— Start Raw data —

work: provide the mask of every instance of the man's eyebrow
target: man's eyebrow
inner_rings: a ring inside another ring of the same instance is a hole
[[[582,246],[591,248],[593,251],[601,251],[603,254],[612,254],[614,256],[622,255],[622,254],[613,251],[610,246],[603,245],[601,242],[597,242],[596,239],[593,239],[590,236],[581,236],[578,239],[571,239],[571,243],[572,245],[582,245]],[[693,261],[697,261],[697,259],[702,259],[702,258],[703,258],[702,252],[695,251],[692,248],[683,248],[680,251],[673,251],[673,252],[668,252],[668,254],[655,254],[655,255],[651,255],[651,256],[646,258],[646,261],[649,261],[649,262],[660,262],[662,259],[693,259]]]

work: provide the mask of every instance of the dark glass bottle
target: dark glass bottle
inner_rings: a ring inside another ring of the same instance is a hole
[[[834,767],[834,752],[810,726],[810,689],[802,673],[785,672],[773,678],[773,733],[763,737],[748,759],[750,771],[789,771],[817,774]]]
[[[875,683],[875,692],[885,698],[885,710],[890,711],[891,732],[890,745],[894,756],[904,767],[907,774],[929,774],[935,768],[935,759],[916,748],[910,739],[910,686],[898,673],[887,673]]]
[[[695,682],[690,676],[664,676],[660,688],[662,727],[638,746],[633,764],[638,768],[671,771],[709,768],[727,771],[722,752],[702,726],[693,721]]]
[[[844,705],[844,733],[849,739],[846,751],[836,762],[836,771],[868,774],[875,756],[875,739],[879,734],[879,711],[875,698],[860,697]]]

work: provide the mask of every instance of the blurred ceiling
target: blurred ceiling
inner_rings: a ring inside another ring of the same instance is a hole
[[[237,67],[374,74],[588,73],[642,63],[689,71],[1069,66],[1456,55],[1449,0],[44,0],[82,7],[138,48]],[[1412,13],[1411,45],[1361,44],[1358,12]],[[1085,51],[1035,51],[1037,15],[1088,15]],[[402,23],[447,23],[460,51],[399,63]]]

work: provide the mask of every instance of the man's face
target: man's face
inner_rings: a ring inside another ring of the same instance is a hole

— End Raw data —

## Problem description
Rewrite the rows above as a Markdown table with the columns No. and Line, giving each non-blank line its own numbered row and skipping the blank lines.

## Expected answer
| No. | Line |
|---|---|
| 1 | work: provide the mask of every instance of the man's eyebrow |
| 2 | target: man's eyebrow |
| 3 | inner_rings: a ring inside another ring of the same instance is a hole |
| 4 | [[[582,246],[591,248],[593,251],[601,251],[603,254],[612,254],[614,256],[622,255],[622,254],[613,251],[610,246],[603,245],[601,242],[597,242],[596,239],[593,239],[590,236],[581,236],[578,239],[571,239],[571,243],[572,245],[582,245]],[[693,261],[697,261],[697,259],[702,259],[702,258],[703,258],[702,252],[695,251],[692,248],[683,248],[680,251],[673,251],[673,252],[668,252],[668,254],[655,254],[655,255],[651,255],[651,256],[646,258],[646,261],[649,261],[649,262],[660,262],[662,259],[693,259]]] |
| 5 | work: provide the mask of every instance of the dark glass bottle |
| 6 | target: dark glass bottle |
| 7 | inner_rings: a ring inside another ring of the same instance is a hole |
| 8 | [[[834,767],[834,752],[810,726],[810,689],[802,673],[785,672],[773,678],[773,733],[763,737],[748,759],[750,771],[789,771],[817,774]]] |
| 9 | [[[875,683],[875,692],[885,698],[885,710],[890,711],[891,732],[890,745],[894,756],[904,767],[907,774],[929,774],[935,768],[935,759],[916,748],[910,739],[910,686],[898,673],[887,673]]] |
| 10 | [[[695,682],[690,676],[664,676],[660,688],[662,727],[638,746],[633,764],[638,768],[671,771],[709,768],[727,771],[722,752],[702,726],[693,721]]] |
| 11 | [[[844,705],[844,733],[849,739],[846,751],[836,762],[836,771],[868,774],[875,756],[875,739],[879,734],[879,711],[875,698],[860,697]]] |
| 12 | work: provide the mask of every instance of the blurred ceiling |
| 13 | target: blurred ceiling |
| 14 | inner_rings: a ring inside another ring of the same instance is a hole |
| 15 | [[[237,67],[374,74],[588,73],[642,63],[689,71],[1069,66],[1456,55],[1449,0],[44,0],[82,7],[138,48]],[[1412,13],[1411,45],[1361,44],[1358,12]],[[1085,51],[1035,51],[1037,15],[1088,15]],[[402,23],[447,23],[460,51],[399,63]]] |
| 16 | work: provide the mask of every instance of the man's face |
| 17 | target: man's face |
| 18 | inner_rings: a ring inside another ring of the same instance is a hole |